PROBLEM DESCRIPTION
Transcribe all the entries word for word, skipping the pictures.

(Excerpts from a dataset)

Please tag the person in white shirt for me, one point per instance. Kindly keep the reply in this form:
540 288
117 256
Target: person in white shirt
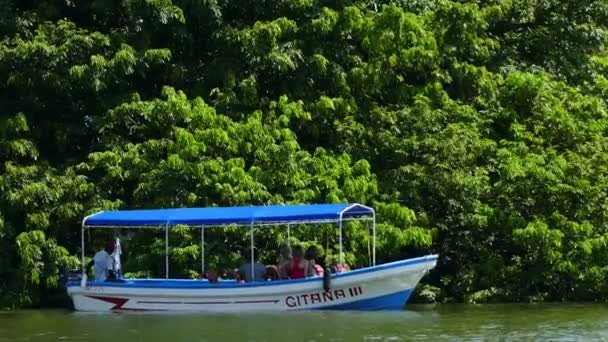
103 263
116 256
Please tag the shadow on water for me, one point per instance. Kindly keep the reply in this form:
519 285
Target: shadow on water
511 322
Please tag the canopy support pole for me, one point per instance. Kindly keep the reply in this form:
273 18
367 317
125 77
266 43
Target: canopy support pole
83 282
374 237
341 258
84 267
202 252
252 255
167 251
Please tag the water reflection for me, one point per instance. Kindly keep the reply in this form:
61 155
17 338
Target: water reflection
566 322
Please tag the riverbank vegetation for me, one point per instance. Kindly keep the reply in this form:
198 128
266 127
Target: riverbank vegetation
478 129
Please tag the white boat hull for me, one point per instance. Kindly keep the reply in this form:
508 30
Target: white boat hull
382 287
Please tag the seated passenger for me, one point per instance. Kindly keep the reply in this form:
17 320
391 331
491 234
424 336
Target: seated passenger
259 270
284 261
272 272
299 267
337 268
103 263
312 255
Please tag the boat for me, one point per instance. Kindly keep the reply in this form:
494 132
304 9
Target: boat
375 287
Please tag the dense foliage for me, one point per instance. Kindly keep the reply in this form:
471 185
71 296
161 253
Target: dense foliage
477 128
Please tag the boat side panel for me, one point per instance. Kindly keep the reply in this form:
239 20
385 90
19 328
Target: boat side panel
383 289
393 301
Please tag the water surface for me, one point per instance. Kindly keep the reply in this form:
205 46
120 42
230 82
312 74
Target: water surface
448 322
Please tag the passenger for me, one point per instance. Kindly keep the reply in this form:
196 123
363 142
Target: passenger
116 256
299 267
284 261
272 272
339 268
259 270
103 263
312 255
212 276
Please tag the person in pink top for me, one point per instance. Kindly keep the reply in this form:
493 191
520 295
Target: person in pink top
312 255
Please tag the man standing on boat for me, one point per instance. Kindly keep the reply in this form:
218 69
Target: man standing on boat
103 262
116 255
259 270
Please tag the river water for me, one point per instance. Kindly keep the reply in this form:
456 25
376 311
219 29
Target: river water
447 322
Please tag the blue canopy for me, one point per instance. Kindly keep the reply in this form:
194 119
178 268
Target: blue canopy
227 215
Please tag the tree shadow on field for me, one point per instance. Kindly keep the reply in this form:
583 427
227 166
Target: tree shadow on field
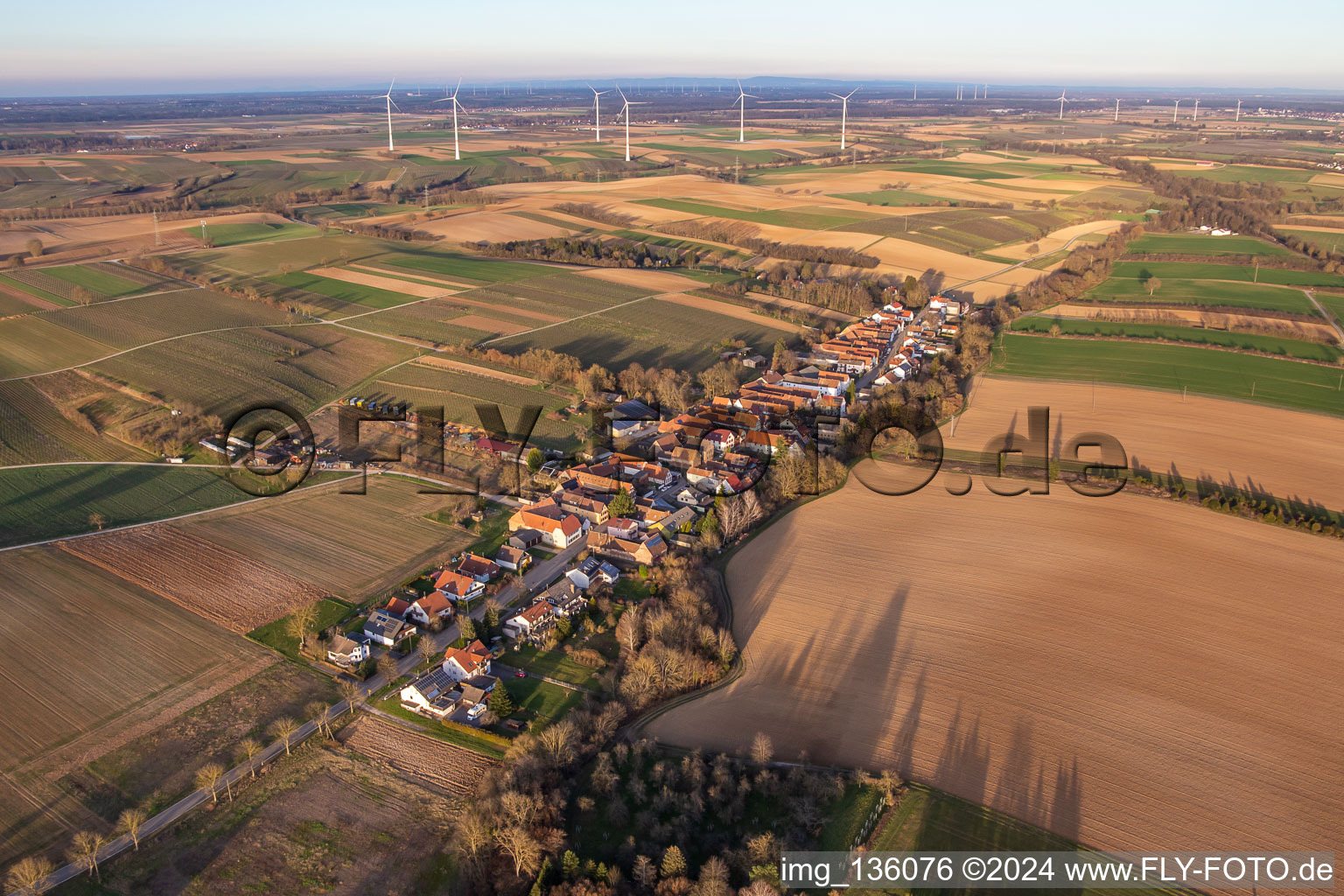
850 673
1035 801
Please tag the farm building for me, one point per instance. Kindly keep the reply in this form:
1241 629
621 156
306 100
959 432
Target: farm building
479 569
431 606
558 528
512 557
348 650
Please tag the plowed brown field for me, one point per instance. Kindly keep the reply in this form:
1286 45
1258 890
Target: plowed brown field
211 580
421 757
1121 670
1289 454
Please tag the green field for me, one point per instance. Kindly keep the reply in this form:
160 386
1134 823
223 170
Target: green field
273 633
1320 240
1206 245
654 333
353 293
779 216
1309 387
934 821
1203 291
1254 341
50 501
541 702
554 664
1248 273
894 198
1334 304
256 233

EXERCISE ANSWER
Please tag the person in white shirt for me, one point per instance. Kindly keep the reply in this form:
540 288
117 256
Target: person in white shirt
103 263
116 256
Please tag the shadow on water for me, one point per instance. Kindly keep the reply in this form:
519 285
Target: shadow on water
511 322
Please tag the canopy support pole for me, one point per instance. Kindly keep the reply in this form:
273 18
367 317
125 77
266 43
Target: canopy support pole
83 282
374 237
341 258
84 267
202 252
252 255
167 251
Please tag the water reflection for me, one point per instance. Kindly keep the reply in this form:
61 155
17 338
Target: water reflection
566 322
Please tag the riverbank vegetation for me, one point per instance. Kindly keep the reply in this form:
198 128
266 127
Target: riverbank vegetation
478 129
Please tag the white boat hull for me, one point per instance. Kindly keep the reply in this form:
508 30
Target: white boat hull
382 287
Please tag the seated passenger for me, one point per instance. Kindly keep the reply in this form:
17 320
391 331
491 234
424 336
Target: seated passenger
259 270
284 261
272 272
299 267
337 268
103 263
312 255
Please tag the boat for me, one point per instance. Kindly keep the reply in this form:
494 132
304 9
Target: boat
375 287
Please tag the dense foliage for me, one point per instance. Kindly keep the reply in this form:
471 185
71 296
161 253
Target: dense foliage
477 128
Please tag the boat side panel for me, one point per instance. Kindly keep the reply in this form:
239 20
385 90
19 328
Target: boat side panel
383 289
393 301
Please tag the water surface for me, one point per instance. Kindly keep the reply in this form:
205 46
120 42
230 82
312 74
Target: water surface
448 322
Please tag the passenger for me, one point per instance. Kindly keep the reply in this form:
196 123
363 142
Target: passenger
116 256
299 267
284 261
272 272
339 268
259 270
103 263
312 255
212 276
Please tag the person in pink top for me, one point per instance. Kindly keep the reply in this form:
493 191
520 295
Target: person in pink top
312 255
Please tag the man standing on boat for me, one point per instance. Kindly keep the reply in this form:
218 69
Target: man standing on boat
103 262
116 255
259 270
Please tag the river water for me, one point per instance. Kindly keep the reply in this form:
456 25
376 311
219 29
Target: river water
447 322
Please tag the blue canopy for me, one point per instance. Kindly keep the reply in this form:
194 119
178 268
Target: blue canopy
227 215
Please tag the tree shadow on field for me, one point per instance. Kindly keep the reply in this form:
583 427
227 166
Target: tree shadow on field
850 673
1035 801
Please tag the farm building for me, one point per instance. Kindly keep the reply in this form:
1241 629
621 156
306 100
959 432
Target: farm building
479 569
431 606
558 528
512 557
348 650
Please tag the plowed brown field for me, one point per instance. Kindly keep the reply in this form:
1286 45
1258 890
Target: plowed brown field
211 580
421 757
1121 670
1289 454
Please tag the green field for me, one point per instance. Kindly keep the reply in this form:
160 386
1134 823
223 170
Target: green field
273 633
1320 240
1206 245
654 333
353 293
779 216
1309 387
934 821
1203 291
1254 341
50 501
541 702
554 664
1248 273
894 198
1334 304
256 233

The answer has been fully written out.